* [Data]

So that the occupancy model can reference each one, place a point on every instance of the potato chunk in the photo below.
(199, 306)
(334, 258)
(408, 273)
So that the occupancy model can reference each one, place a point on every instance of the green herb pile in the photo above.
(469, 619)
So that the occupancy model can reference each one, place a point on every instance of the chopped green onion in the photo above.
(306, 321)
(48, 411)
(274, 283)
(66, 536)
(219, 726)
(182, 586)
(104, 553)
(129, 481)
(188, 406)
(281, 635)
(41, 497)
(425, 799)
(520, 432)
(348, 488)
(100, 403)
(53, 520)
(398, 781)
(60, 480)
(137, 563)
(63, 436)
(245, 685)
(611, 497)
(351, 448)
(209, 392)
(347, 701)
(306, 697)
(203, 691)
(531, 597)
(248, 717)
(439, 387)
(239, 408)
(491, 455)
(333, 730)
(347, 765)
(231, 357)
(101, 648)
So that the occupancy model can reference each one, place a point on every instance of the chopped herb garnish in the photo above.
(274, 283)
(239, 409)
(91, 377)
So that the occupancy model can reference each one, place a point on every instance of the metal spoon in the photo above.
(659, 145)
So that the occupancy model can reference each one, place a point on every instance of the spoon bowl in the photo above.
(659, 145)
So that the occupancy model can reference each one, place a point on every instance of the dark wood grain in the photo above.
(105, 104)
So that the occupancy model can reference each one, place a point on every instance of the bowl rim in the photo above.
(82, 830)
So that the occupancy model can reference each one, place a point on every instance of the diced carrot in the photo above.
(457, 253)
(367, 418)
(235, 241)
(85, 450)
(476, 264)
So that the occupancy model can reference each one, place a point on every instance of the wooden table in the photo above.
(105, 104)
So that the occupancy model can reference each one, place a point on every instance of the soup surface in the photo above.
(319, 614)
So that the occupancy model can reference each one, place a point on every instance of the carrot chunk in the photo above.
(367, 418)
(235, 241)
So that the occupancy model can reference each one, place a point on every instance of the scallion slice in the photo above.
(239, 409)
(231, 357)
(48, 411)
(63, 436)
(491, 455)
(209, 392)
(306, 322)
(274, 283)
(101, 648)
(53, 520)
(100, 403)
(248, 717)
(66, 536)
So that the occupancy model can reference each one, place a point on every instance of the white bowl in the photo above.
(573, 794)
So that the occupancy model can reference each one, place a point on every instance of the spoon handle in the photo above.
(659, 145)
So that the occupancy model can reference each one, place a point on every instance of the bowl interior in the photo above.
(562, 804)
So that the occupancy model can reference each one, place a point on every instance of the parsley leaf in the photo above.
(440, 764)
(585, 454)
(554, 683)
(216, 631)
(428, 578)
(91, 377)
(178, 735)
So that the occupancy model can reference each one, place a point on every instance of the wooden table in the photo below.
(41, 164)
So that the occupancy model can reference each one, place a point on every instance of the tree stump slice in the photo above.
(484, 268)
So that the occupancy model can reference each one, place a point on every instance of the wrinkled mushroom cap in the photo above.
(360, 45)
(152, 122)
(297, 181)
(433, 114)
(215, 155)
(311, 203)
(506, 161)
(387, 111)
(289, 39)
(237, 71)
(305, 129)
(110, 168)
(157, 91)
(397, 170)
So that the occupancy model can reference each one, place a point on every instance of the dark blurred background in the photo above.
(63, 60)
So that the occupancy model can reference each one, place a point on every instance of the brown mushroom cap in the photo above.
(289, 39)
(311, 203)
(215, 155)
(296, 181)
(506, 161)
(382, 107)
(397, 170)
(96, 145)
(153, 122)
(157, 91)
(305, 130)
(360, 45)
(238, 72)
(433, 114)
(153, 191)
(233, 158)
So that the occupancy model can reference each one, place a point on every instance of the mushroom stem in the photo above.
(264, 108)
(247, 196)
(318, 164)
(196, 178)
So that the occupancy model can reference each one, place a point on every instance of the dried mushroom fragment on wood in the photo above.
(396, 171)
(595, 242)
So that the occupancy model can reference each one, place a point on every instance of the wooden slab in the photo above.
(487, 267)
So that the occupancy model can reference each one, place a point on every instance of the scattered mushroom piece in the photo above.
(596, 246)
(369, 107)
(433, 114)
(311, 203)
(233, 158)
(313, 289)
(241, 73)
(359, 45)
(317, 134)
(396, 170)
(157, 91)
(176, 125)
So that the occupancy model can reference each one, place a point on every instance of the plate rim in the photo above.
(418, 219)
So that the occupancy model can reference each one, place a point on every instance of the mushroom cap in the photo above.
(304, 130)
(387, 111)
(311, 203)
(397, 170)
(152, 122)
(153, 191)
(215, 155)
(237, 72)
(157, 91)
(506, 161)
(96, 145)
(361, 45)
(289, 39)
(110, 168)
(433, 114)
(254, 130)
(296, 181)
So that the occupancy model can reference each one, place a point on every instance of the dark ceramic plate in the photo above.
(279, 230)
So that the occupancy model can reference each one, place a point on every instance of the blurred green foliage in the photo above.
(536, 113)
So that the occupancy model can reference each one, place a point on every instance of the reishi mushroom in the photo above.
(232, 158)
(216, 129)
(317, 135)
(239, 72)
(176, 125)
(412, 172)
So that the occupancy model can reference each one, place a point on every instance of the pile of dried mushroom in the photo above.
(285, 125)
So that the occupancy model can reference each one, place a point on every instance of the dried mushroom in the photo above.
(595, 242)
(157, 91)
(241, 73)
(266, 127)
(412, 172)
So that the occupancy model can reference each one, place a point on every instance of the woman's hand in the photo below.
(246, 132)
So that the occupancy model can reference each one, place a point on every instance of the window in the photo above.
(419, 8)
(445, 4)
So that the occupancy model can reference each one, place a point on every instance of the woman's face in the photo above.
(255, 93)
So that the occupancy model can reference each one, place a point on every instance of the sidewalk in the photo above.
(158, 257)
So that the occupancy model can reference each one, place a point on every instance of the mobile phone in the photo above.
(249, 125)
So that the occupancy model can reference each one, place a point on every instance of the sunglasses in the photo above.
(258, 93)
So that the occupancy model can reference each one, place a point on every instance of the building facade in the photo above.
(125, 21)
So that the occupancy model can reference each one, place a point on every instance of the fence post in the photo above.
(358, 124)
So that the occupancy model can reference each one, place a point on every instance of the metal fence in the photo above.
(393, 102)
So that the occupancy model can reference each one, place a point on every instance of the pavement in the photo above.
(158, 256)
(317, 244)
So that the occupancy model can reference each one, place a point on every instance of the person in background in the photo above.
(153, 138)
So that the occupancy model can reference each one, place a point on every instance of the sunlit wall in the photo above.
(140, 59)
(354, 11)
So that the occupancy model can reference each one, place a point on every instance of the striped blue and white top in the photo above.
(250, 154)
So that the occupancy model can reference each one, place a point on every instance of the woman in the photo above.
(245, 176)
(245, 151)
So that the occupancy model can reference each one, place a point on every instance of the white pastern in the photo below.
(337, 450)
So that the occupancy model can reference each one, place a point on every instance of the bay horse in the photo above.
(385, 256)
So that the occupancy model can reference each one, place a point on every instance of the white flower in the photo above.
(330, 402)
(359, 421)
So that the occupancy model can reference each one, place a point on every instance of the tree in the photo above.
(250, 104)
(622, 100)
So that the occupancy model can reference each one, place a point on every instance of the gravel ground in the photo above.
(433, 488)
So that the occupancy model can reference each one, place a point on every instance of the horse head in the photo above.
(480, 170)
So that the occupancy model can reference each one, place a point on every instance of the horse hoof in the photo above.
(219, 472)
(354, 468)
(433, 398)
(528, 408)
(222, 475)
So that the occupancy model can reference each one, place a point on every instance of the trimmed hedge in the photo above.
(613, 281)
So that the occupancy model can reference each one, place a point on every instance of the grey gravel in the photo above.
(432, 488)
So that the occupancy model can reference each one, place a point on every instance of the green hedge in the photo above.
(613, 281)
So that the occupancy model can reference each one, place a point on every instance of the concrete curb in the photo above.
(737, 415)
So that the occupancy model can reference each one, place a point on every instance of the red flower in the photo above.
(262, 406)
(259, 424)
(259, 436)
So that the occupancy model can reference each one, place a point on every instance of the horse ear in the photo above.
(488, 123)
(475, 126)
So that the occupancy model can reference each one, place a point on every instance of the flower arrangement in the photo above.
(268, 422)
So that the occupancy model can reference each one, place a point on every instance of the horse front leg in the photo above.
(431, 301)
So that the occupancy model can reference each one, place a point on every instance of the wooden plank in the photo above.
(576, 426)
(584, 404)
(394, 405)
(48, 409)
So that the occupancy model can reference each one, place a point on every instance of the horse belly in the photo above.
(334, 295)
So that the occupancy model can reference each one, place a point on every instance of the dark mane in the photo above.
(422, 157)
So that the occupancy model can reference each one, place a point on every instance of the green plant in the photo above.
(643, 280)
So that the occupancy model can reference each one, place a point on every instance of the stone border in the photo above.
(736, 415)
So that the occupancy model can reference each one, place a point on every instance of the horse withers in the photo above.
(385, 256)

* * *

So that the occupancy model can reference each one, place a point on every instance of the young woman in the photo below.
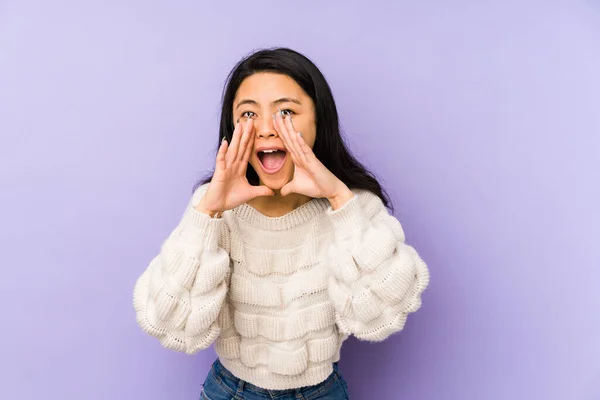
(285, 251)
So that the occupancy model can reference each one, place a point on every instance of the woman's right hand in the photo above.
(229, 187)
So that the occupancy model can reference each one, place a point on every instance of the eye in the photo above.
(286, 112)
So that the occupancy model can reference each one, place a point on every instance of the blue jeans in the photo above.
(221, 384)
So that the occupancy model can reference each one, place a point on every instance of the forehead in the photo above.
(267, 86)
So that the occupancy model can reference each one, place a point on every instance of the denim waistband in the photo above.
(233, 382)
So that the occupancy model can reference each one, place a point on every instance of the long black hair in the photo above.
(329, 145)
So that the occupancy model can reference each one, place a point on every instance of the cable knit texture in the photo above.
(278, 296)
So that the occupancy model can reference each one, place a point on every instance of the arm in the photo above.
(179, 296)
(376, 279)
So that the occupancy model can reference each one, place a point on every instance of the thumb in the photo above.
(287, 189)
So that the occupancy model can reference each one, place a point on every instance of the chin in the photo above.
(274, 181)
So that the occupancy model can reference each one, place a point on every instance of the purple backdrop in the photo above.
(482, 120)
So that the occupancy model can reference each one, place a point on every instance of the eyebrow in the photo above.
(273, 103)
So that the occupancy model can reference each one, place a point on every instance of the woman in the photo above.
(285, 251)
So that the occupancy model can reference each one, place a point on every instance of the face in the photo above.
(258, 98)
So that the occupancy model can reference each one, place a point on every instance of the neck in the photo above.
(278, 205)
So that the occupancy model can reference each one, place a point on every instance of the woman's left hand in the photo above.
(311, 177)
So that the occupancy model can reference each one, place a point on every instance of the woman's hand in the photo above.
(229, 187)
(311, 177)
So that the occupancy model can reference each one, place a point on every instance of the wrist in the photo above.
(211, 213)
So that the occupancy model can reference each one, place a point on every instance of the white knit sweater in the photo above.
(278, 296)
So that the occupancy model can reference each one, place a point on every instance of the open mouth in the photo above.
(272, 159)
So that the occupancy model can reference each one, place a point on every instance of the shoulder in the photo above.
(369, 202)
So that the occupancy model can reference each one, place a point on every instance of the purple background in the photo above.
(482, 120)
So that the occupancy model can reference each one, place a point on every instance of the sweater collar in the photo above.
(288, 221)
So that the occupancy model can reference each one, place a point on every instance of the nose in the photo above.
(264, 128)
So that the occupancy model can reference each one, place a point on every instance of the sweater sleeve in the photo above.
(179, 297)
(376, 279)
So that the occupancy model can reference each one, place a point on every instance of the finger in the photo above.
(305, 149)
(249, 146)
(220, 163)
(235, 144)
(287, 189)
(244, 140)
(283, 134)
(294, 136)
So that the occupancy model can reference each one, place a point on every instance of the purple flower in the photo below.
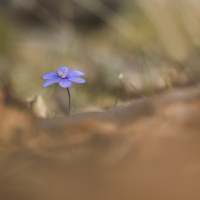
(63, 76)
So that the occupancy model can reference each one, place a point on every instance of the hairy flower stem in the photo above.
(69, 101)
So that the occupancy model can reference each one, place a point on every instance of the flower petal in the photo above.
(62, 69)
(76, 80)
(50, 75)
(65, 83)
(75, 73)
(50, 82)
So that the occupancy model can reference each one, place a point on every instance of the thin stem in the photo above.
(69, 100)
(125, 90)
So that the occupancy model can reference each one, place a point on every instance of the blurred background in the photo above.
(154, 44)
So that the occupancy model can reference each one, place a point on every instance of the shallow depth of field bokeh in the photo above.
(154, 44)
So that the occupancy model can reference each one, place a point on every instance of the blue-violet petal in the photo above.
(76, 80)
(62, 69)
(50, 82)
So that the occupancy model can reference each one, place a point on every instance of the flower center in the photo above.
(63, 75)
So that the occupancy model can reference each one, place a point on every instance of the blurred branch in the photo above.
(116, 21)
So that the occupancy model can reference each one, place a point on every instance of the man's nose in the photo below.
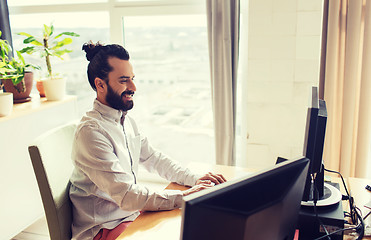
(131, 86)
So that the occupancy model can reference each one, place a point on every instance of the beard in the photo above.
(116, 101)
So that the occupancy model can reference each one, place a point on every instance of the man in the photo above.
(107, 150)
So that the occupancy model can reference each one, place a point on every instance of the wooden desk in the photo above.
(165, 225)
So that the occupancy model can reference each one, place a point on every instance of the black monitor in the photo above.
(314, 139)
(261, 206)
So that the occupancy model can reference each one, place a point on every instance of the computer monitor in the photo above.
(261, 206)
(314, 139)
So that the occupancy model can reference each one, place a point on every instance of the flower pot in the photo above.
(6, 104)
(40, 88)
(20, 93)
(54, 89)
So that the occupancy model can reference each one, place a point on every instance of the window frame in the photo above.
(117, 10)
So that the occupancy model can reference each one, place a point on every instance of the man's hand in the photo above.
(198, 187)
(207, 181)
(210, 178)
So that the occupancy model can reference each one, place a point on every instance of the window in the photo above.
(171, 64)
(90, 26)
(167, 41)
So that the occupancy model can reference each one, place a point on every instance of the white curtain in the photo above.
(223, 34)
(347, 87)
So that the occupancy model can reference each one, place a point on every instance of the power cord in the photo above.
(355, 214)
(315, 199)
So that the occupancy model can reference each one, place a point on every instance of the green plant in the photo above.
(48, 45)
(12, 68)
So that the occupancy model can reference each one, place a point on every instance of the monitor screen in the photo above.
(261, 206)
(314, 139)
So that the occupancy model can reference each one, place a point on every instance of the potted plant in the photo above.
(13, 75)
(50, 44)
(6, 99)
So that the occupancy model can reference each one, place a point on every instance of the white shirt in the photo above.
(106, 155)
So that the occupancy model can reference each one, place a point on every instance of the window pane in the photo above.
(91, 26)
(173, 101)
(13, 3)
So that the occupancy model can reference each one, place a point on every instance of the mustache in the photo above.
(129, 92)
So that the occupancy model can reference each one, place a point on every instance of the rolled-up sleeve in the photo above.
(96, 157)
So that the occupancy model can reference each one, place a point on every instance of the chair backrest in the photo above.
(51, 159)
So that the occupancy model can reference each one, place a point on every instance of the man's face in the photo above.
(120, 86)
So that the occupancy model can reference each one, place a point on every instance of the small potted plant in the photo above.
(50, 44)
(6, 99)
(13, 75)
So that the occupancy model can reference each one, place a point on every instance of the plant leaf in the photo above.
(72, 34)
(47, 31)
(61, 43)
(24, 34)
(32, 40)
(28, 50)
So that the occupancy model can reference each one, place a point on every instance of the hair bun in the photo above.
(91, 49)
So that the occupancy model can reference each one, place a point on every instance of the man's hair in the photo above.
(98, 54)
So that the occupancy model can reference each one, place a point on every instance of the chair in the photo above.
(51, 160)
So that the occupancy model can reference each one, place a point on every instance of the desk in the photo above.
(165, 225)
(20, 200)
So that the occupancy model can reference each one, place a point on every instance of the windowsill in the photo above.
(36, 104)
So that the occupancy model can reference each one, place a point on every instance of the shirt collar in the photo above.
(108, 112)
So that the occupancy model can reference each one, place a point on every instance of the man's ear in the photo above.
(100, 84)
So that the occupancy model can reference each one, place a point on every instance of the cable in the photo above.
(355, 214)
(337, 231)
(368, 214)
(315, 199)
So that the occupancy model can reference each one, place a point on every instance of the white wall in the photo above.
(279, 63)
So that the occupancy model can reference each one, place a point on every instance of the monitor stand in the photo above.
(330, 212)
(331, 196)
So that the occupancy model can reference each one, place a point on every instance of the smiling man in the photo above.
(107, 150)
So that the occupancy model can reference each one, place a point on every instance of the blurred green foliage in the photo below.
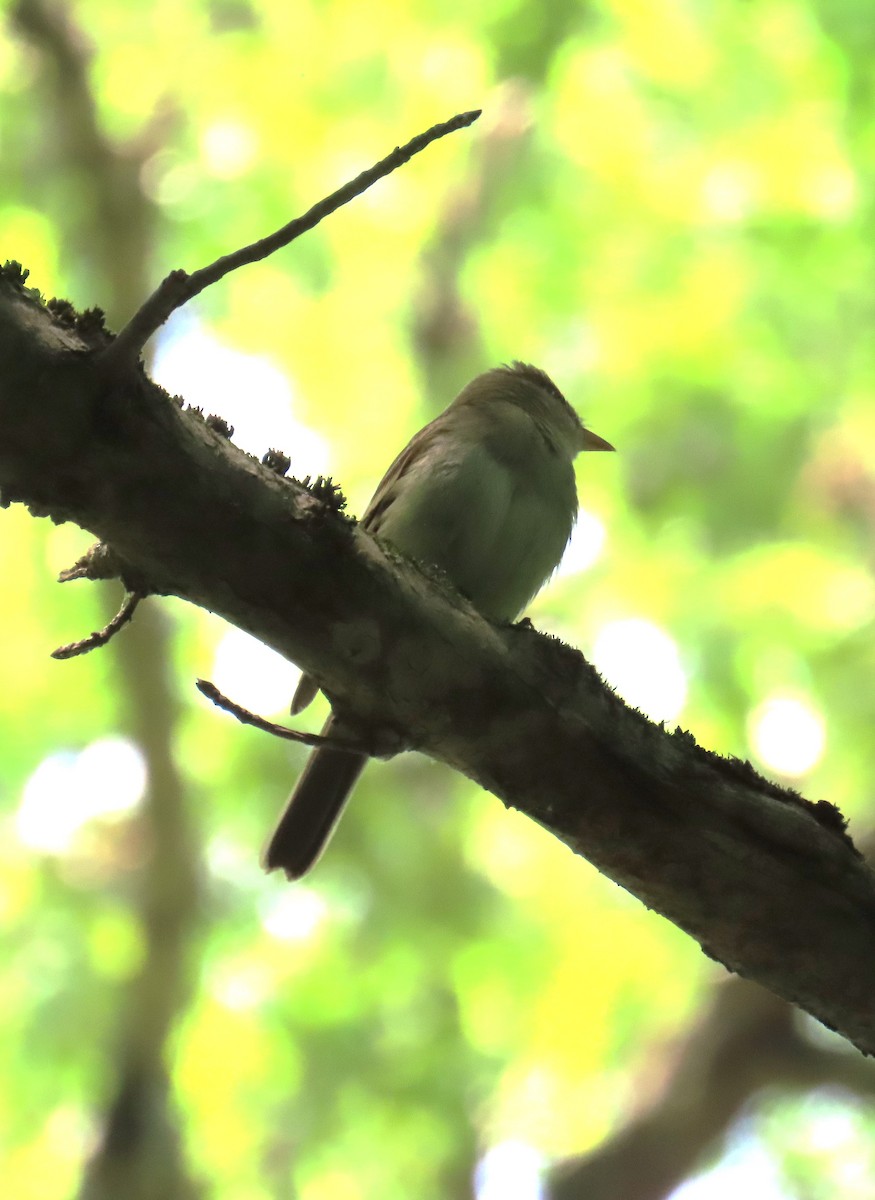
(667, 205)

* [Aim] Gather each line of the data above that contains the word "slice". Copy every such line in full.

* [Completed exercise]
So that the occupancy model can reference each one, place a point on every instance of the scallion slice in the photo above.
So that the occupancy model can reference each one, place a point on every instance of the tree stump slice in the photo above.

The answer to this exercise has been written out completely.